● WRITTEN TASK:
Copy the material below word for word, from the line containing "Where can you find the nose?" through the line containing "<point>53,76</point>", including both of those lines.

──────── MATERIALS PROVIDED

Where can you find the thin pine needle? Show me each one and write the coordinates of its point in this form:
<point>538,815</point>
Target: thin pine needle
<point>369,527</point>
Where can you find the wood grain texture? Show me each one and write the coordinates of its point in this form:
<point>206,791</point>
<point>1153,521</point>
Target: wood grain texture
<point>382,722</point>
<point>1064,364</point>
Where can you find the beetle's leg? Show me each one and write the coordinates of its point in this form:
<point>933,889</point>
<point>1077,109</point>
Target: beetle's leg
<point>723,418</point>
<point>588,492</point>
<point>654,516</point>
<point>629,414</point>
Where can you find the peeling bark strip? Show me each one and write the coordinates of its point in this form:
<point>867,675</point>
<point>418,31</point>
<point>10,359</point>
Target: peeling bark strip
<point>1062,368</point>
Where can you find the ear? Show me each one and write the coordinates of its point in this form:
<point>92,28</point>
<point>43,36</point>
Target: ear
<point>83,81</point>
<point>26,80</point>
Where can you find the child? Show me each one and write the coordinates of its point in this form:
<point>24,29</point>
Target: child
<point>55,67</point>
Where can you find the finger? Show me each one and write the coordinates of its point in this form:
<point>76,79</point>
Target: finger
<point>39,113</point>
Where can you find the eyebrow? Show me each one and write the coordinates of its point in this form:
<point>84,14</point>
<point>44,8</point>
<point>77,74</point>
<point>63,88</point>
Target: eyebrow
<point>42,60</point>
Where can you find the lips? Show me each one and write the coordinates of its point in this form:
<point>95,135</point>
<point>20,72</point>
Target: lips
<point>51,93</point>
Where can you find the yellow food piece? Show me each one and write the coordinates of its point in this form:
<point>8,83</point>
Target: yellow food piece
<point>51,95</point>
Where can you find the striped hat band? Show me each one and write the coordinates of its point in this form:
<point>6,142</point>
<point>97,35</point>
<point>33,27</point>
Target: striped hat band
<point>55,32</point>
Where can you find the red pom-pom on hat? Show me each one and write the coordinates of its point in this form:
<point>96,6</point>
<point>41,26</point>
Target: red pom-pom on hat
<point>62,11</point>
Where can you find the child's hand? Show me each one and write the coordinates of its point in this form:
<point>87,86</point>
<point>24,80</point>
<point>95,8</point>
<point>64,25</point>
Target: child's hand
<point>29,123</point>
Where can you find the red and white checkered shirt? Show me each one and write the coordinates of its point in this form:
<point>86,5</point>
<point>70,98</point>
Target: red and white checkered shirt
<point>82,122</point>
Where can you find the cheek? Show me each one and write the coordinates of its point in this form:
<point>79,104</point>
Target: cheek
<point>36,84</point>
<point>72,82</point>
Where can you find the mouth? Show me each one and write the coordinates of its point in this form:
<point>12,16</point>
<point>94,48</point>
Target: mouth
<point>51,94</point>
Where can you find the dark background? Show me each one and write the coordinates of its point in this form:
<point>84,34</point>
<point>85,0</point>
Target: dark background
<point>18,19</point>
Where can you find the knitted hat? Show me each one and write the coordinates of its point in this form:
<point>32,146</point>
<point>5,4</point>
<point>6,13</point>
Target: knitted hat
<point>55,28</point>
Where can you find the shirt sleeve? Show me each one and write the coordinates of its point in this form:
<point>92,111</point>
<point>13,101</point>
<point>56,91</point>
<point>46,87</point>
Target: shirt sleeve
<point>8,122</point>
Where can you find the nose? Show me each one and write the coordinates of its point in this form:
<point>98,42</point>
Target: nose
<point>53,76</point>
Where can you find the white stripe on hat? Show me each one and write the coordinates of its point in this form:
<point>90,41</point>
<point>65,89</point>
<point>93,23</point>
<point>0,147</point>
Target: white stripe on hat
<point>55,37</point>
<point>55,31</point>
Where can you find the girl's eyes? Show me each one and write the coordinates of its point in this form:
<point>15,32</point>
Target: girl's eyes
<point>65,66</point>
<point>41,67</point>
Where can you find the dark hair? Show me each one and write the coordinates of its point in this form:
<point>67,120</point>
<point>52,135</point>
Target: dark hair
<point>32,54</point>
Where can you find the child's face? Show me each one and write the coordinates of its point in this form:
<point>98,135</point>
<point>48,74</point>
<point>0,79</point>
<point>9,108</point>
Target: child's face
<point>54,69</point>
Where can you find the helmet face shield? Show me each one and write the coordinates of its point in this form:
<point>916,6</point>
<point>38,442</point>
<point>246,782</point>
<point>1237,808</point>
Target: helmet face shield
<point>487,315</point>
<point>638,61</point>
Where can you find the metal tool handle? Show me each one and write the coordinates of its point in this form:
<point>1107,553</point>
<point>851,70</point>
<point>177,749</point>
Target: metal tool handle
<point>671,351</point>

────────────────

● WRITTEN RESPONSE:
Where can you find the nose? Show me each one and write the coordinates of its point in this form:
<point>98,42</point>
Target: nose
<point>53,76</point>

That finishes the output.